**Task description:** Word for word, restate the records from their first line through the line with "Target: wooden hut", both ends included; omit each picture.

**Information given:**

________________________________________

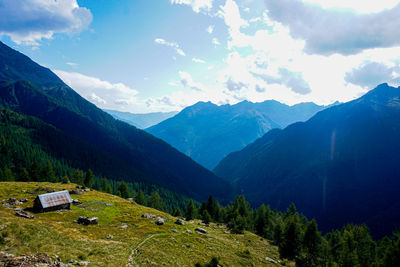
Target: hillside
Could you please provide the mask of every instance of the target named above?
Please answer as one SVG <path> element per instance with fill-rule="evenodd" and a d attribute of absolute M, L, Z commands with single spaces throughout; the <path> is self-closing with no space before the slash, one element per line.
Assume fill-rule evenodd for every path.
<path fill-rule="evenodd" d="M 31 207 L 36 194 L 29 192 L 44 193 L 46 188 L 71 190 L 75 185 L 1 182 L 0 200 L 26 198 L 28 202 L 17 207 Z M 223 266 L 280 266 L 265 259 L 278 259 L 277 248 L 254 234 L 228 234 L 226 227 L 215 224 L 203 226 L 207 233 L 199 234 L 195 231 L 198 221 L 177 225 L 176 218 L 168 214 L 116 196 L 97 191 L 71 196 L 82 204 L 72 205 L 71 210 L 34 214 L 34 219 L 17 217 L 12 207 L 0 206 L 0 251 L 14 255 L 42 252 L 53 258 L 57 255 L 64 263 L 88 262 L 88 266 L 194 266 L 212 257 L 218 257 Z M 167 222 L 158 226 L 154 219 L 142 218 L 143 213 L 156 214 Z M 79 216 L 96 216 L 99 224 L 74 223 Z"/>
<path fill-rule="evenodd" d="M 222 106 L 199 102 L 147 131 L 213 169 L 230 152 L 269 130 L 307 120 L 324 108 L 314 103 L 287 106 L 273 100 Z"/>
<path fill-rule="evenodd" d="M 84 163 L 85 168 L 93 169 L 96 174 L 157 184 L 199 200 L 209 194 L 217 197 L 229 194 L 230 186 L 222 179 L 162 140 L 113 119 L 50 70 L 3 43 L 0 43 L 0 70 L 0 107 L 34 116 L 70 136 L 70 140 L 99 151 L 98 155 L 108 159 L 105 164 L 101 163 L 104 159 L 90 160 L 90 155 L 86 155 L 88 160 Z M 78 143 L 68 145 L 78 147 Z M 74 165 L 79 164 L 74 154 L 52 146 L 48 149 L 49 154 L 71 162 L 70 167 L 78 167 Z"/>
<path fill-rule="evenodd" d="M 253 202 L 291 202 L 323 230 L 367 223 L 375 236 L 400 220 L 400 88 L 363 97 L 266 134 L 230 154 L 215 173 Z"/>
<path fill-rule="evenodd" d="M 134 114 L 130 112 L 121 112 L 117 110 L 104 110 L 104 111 L 113 116 L 114 119 L 126 122 L 139 129 L 146 129 L 178 114 L 177 111 L 152 112 L 144 114 Z"/>

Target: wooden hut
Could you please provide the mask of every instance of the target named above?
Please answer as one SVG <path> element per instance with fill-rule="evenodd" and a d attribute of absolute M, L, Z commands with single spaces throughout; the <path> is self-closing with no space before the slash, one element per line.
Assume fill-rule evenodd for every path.
<path fill-rule="evenodd" d="M 38 195 L 33 209 L 35 212 L 46 212 L 71 208 L 71 196 L 67 190 Z"/>

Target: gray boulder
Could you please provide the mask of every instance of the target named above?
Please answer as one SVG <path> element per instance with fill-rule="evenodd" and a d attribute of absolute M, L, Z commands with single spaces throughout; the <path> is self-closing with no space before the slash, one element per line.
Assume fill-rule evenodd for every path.
<path fill-rule="evenodd" d="M 79 216 L 79 218 L 76 222 L 79 224 L 83 224 L 83 225 L 93 225 L 93 224 L 99 223 L 97 217 L 88 218 L 88 217 L 83 217 L 83 216 Z"/>
<path fill-rule="evenodd" d="M 161 217 L 156 218 L 156 224 L 157 225 L 163 225 L 167 220 Z"/>
<path fill-rule="evenodd" d="M 178 220 L 176 220 L 176 222 L 175 222 L 177 225 L 185 225 L 185 221 L 184 220 L 182 220 L 182 219 L 178 219 Z"/>
<path fill-rule="evenodd" d="M 202 234 L 207 234 L 207 231 L 203 228 L 197 227 L 196 229 L 194 229 L 195 231 L 202 233 Z"/>

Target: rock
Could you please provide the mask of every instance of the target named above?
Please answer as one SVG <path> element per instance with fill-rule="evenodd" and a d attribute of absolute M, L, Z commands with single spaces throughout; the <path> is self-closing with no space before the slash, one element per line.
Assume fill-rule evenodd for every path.
<path fill-rule="evenodd" d="M 0 231 L 1 231 L 1 230 L 4 230 L 4 229 L 6 229 L 6 228 L 7 228 L 7 225 L 5 225 L 5 224 L 4 224 L 4 225 L 0 225 Z"/>
<path fill-rule="evenodd" d="M 19 200 L 19 202 L 25 203 L 25 202 L 28 202 L 28 200 L 27 200 L 26 198 L 21 198 L 21 199 Z"/>
<path fill-rule="evenodd" d="M 269 261 L 269 262 L 271 262 L 271 263 L 273 263 L 273 264 L 278 264 L 278 263 L 279 263 L 279 261 L 276 261 L 276 260 L 274 260 L 274 259 L 271 259 L 270 257 L 265 257 L 265 260 L 266 260 L 266 261 Z"/>
<path fill-rule="evenodd" d="M 129 197 L 129 198 L 127 198 L 126 200 L 128 200 L 128 201 L 133 201 L 133 198 Z"/>
<path fill-rule="evenodd" d="M 114 236 L 112 236 L 112 235 L 108 234 L 108 235 L 106 235 L 106 238 L 107 238 L 107 239 L 113 239 L 113 238 L 114 238 Z"/>
<path fill-rule="evenodd" d="M 128 228 L 128 225 L 126 224 L 121 225 L 121 229 L 126 229 L 126 228 Z"/>
<path fill-rule="evenodd" d="M 186 231 L 188 234 L 192 234 L 193 232 L 191 230 Z"/>
<path fill-rule="evenodd" d="M 197 227 L 196 229 L 194 229 L 195 231 L 202 233 L 202 234 L 207 234 L 207 231 L 203 228 Z"/>
<path fill-rule="evenodd" d="M 203 223 L 203 222 L 200 222 L 200 223 L 198 223 L 198 225 L 206 226 L 207 224 L 205 224 L 205 223 Z"/>
<path fill-rule="evenodd" d="M 54 261 L 45 253 L 36 255 L 14 256 L 0 252 L 0 266 L 60 266 L 60 262 Z"/>
<path fill-rule="evenodd" d="M 167 220 L 161 217 L 156 218 L 156 224 L 157 225 L 163 225 Z"/>
<path fill-rule="evenodd" d="M 27 211 L 24 210 L 17 210 L 15 212 L 15 215 L 19 216 L 19 217 L 23 217 L 23 218 L 27 218 L 27 219 L 34 219 L 35 216 L 33 214 L 30 214 Z"/>
<path fill-rule="evenodd" d="M 171 231 L 174 232 L 174 233 L 178 232 L 178 230 L 176 230 L 176 229 L 172 229 Z"/>
<path fill-rule="evenodd" d="M 230 233 L 231 233 L 231 232 L 229 232 L 229 231 L 225 231 L 225 232 L 224 232 L 224 234 L 230 234 Z"/>
<path fill-rule="evenodd" d="M 78 189 L 73 189 L 69 191 L 70 195 L 82 195 L 84 194 L 86 191 L 85 190 L 78 190 Z"/>
<path fill-rule="evenodd" d="M 140 215 L 142 218 L 146 218 L 146 219 L 155 219 L 157 216 L 154 214 L 149 214 L 149 213 L 143 213 L 142 215 Z"/>
<path fill-rule="evenodd" d="M 97 217 L 92 217 L 92 218 L 88 218 L 88 217 L 83 217 L 83 216 L 79 216 L 78 220 L 76 221 L 79 224 L 83 224 L 83 225 L 90 225 L 90 224 L 98 224 L 98 218 Z"/>
<path fill-rule="evenodd" d="M 72 200 L 72 204 L 74 204 L 74 205 L 80 205 L 80 204 L 82 204 L 82 201 L 80 201 L 80 200 L 78 200 L 78 199 L 73 199 L 73 200 Z"/>
<path fill-rule="evenodd" d="M 190 248 L 188 245 L 182 245 L 183 248 Z"/>
<path fill-rule="evenodd" d="M 3 207 L 12 208 L 19 204 L 21 204 L 21 202 L 19 202 L 18 199 L 11 197 L 8 200 L 3 202 Z"/>
<path fill-rule="evenodd" d="M 78 265 L 79 265 L 79 266 L 88 266 L 88 265 L 89 265 L 89 262 L 88 262 L 88 261 L 80 261 L 80 262 L 78 263 Z"/>
<path fill-rule="evenodd" d="M 178 219 L 178 220 L 176 220 L 176 222 L 175 222 L 177 225 L 185 225 L 185 221 L 184 220 L 182 220 L 182 219 Z"/>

________________________________________

**Worked solution:**
Target: hillside
Could you please provide the mask of every instance of the target named above?
Please answer as one SVG <path> element per instance with fill-rule="evenodd" and a d attribute of absolute M, L, Z commands with single spaces throughout; the <path> is self-closing with no space before the slash, one element per line.
Assume fill-rule evenodd for every path.
<path fill-rule="evenodd" d="M 31 207 L 36 194 L 29 192 L 44 193 L 46 188 L 71 190 L 75 185 L 1 182 L 0 200 L 26 198 L 28 202 L 17 207 Z M 223 266 L 280 266 L 265 259 L 278 259 L 277 248 L 254 234 L 228 234 L 226 227 L 215 224 L 203 226 L 207 233 L 199 234 L 195 231 L 198 221 L 177 225 L 176 218 L 168 214 L 116 196 L 97 191 L 71 196 L 82 204 L 72 205 L 71 210 L 34 214 L 34 219 L 17 217 L 12 207 L 0 206 L 0 251 L 14 255 L 42 252 L 53 258 L 57 255 L 64 263 L 88 262 L 88 266 L 194 266 L 212 257 L 218 257 Z M 167 222 L 158 226 L 154 219 L 142 218 L 143 213 L 156 214 Z M 79 216 L 96 216 L 99 224 L 74 223 Z"/>
<path fill-rule="evenodd" d="M 222 106 L 199 102 L 147 131 L 213 169 L 230 152 L 269 130 L 307 120 L 324 108 L 314 103 L 287 106 L 273 100 Z"/>
<path fill-rule="evenodd" d="M 84 163 L 85 168 L 93 169 L 96 174 L 157 184 L 199 200 L 209 194 L 217 197 L 229 194 L 230 186 L 222 179 L 162 140 L 113 119 L 50 70 L 3 43 L 0 43 L 0 70 L 0 107 L 34 116 L 70 136 L 70 140 L 99 151 L 98 155 L 108 159 L 105 164 L 101 163 L 104 159 L 90 160 L 90 155 L 86 155 L 88 160 Z M 78 143 L 68 145 L 78 147 Z M 74 165 L 79 164 L 74 154 L 52 146 L 48 149 L 49 154 L 71 162 L 70 167 L 78 167 Z"/>
<path fill-rule="evenodd" d="M 253 202 L 291 202 L 323 230 L 367 223 L 375 236 L 400 220 L 400 88 L 363 97 L 266 134 L 230 154 L 215 173 Z"/>
<path fill-rule="evenodd" d="M 134 114 L 130 112 L 121 112 L 117 110 L 104 110 L 104 111 L 113 116 L 114 119 L 126 122 L 139 129 L 146 129 L 178 114 L 177 111 L 152 112 L 144 114 Z"/>

Target: wooden hut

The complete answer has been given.